- Instructions
**1)** Rewrite the paragraph beginning "The function, which will culminate" from the article on the National Council for Senior Citizens awards as a short list that keeps its main facts.
**2)** Carry on the article about the National Council for Senior Citizens awards ceremony, starting right after its last paragraph.

==== Excerpt provided

Over 40 to be Honoured by National Council for Senior Citizens

Photo: JIS Photographer Acting Executive Director of the National Council for Senior Citizens, Cassandra Morrison.

Story Highlights

  • Over 40 persons will be honoured by the National Council for Senior Citizens (NCSC) for outstanding contribution in advancing the work of the entity during an awards ceremony on Wednesday, February 8.
  • The function, which will culminate the NCSC’s 40th anniversary celebrations, will be held at The Jamaica Pegasus hotel in New Kingston under the theme: ‘Showcasing Our Legacy: Promoting Inter-generational Solidarity’.
  • Established in 1976 as a Department in the Ministry of Labour and Social Security, the NCSC promotes the well-being and concerns of persons 60 years and older at all levels. It has over 20,000 registered members across the country.

Over 40 persons will be honoured by the National Council for Senior Citizens (NCSC) for outstanding contribution in advancing the work of the entity during an awards ceremony on Wednesday, February 8.

The function, which will culminate the NCSC’s 40th anniversary celebrations, will be held at The Jamaica Pegasus hotel in New Kingston under the theme: ‘Showcasing Our Legacy: Promoting Inter-generational Solidarity’.

========
==== Available data

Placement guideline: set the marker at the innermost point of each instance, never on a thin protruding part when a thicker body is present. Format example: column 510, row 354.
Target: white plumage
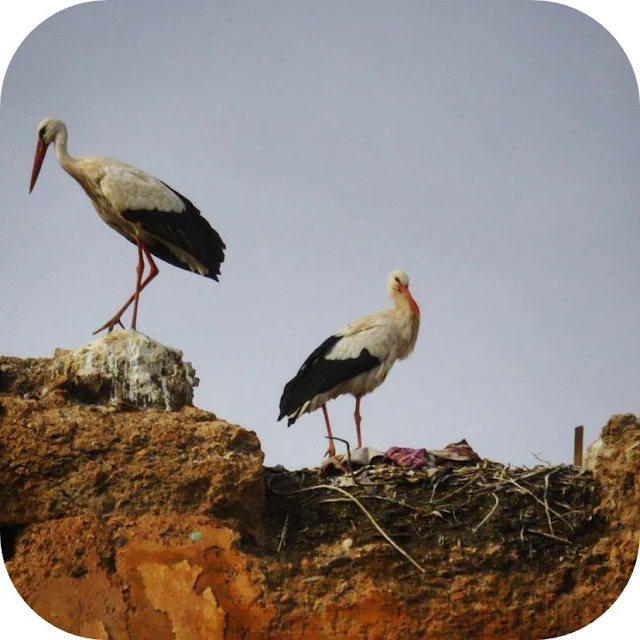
column 146, row 211
column 356, row 359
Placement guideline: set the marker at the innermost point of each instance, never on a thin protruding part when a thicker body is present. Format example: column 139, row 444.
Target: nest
column 536, row 515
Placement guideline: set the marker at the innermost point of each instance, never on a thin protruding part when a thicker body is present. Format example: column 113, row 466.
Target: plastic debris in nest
column 405, row 457
column 126, row 369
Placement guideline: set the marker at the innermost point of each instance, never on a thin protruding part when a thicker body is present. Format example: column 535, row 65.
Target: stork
column 145, row 210
column 355, row 360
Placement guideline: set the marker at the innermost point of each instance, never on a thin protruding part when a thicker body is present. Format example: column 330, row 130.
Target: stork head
column 48, row 131
column 398, row 285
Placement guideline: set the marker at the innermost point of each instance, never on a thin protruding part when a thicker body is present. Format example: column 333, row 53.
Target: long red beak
column 414, row 305
column 41, row 151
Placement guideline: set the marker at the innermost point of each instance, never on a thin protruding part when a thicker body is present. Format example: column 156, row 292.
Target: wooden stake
column 578, row 444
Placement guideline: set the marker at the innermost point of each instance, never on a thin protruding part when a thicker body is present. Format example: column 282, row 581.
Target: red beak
column 41, row 151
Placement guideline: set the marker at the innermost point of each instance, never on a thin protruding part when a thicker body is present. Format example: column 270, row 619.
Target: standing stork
column 356, row 359
column 146, row 211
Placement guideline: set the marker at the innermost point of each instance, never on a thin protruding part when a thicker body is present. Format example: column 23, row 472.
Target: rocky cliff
column 125, row 512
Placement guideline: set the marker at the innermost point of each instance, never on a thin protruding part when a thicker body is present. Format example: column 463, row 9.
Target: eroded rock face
column 62, row 459
column 127, row 367
column 121, row 368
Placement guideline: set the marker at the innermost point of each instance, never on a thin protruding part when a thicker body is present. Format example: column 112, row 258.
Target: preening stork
column 356, row 359
column 146, row 211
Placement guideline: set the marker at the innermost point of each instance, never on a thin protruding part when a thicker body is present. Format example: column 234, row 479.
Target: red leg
column 331, row 451
column 110, row 324
column 358, row 418
column 136, row 295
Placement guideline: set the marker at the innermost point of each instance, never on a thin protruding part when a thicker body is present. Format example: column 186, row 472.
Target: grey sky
column 490, row 149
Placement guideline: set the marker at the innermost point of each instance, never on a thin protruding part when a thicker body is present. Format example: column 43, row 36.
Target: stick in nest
column 371, row 518
column 545, row 505
column 495, row 506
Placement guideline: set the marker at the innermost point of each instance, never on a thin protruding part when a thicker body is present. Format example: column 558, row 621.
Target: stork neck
column 60, row 144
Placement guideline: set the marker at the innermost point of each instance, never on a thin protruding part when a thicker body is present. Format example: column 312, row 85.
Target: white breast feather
column 377, row 335
column 128, row 188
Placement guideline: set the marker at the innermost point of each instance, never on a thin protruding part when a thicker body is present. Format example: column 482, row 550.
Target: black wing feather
column 319, row 375
column 187, row 230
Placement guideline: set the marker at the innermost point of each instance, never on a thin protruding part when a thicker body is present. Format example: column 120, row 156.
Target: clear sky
column 490, row 149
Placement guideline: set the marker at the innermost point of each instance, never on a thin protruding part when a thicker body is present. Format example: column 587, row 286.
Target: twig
column 495, row 506
column 546, row 504
column 535, row 497
column 458, row 490
column 539, row 459
column 284, row 531
column 548, row 535
column 371, row 518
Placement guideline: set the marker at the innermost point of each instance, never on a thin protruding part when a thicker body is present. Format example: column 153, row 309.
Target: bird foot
column 109, row 325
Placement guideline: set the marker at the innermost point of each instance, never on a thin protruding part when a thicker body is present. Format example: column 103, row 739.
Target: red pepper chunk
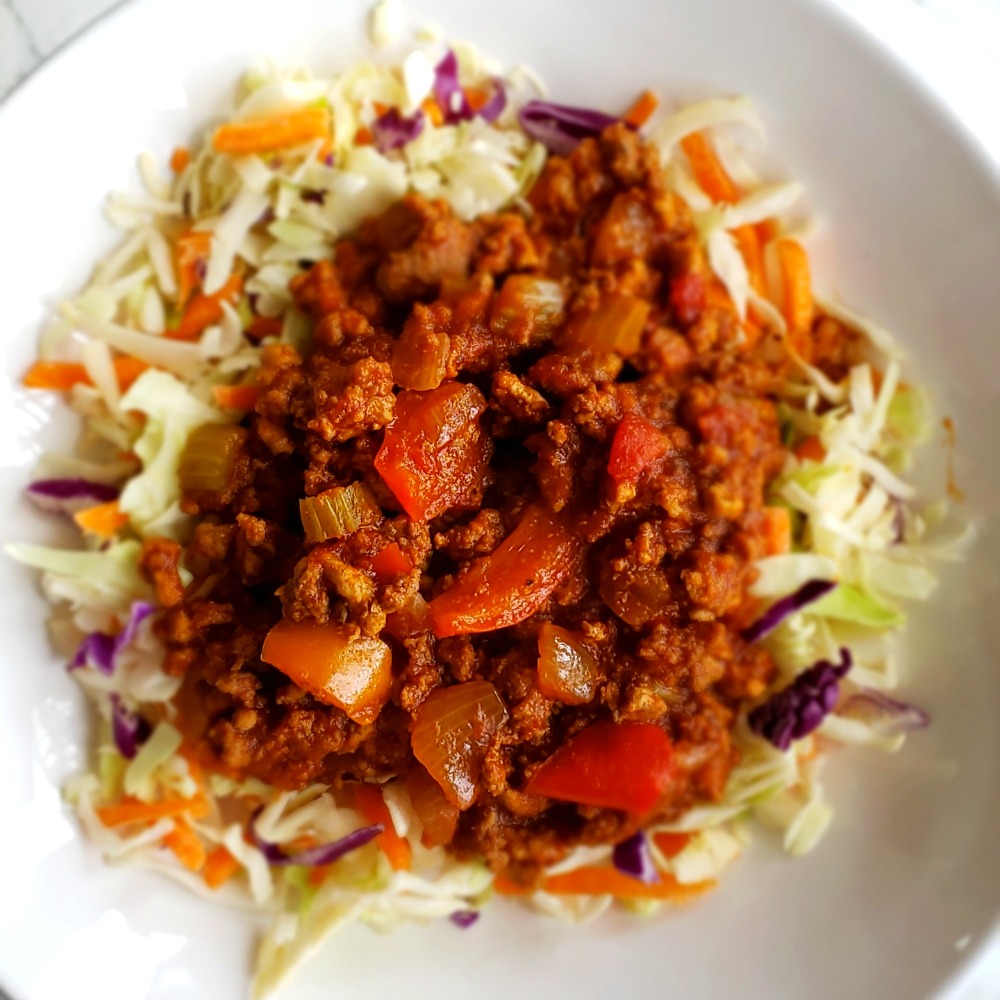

========

- Results for the exercise
**1)**
- The ceremony will close the NCSC's 40th anniversary celebrations.
- Venue: The Jamaica Pegasus hotel, New Kingston.
- Theme: "Showcasing Our Legacy: Promoting Inter-generational Solidarity."

**2)**
Prime Minister, the Most Hon. Andrew Holness, will deliver the keynote address while Chief of the Economic Commission for Latin America and the Caribbean’s (ECLAC) Sub-regional Headquarters, Diane Quarless, and United Nations Population Fund (UNEP) Director, Alison Drayton, will bring greetings.

Acting Executive Director of NCSC, Cassandra Morrison, told JIS News that awards will be presented to senior citizens as well as other partners.

“Persons will be awarded in various categories including outstanding council members, who would have advanced the active ageing agenda in terms of research and education. We are also awarding senior citizens, who have served their parish and community, particularly through senior citizens’ clubs,” she informed.

“We are awarding parish volunteers, members of staff, who have given excellent service and, of course, our media partners who have helped us to portray positive images of ageing,” she noted further.

Mrs. Morrison said the NCSC has reason to celebrate as “it has brought much attention to the needs of older persons.”

She cited the Jamaica Drug for the Elderly Programme (JADEP) and concessionary fares for seniors, who travel on the Jamaica Urban Transit Company (JUTC) buses as measures coming out of the council’s advocacy.

The Acting Executive Director said the NCSC continues to advocate for the rights of the elderly and to speak out against elder abuse as well as to showcase the value of this group to national development.

Mrs. Morrison said that the council anticipates completion of the revision of the National Policy drafted in 1997, which will address new issues senior citizens encounter.

“Their needs are somewhat different, they communicate differently now. The policy is being revised to include all those changes that [they] now face. Senior citizens are not only living longer but they may be affected by non-communicable diseases, so there are certain services that will be required,” she pointed out.

Over 12 per cent of the Jamaican population or more than 340,000 persons are senior citizens. Mrs. Morrison said that the figure is expected to increase to 20 per cent by 2030.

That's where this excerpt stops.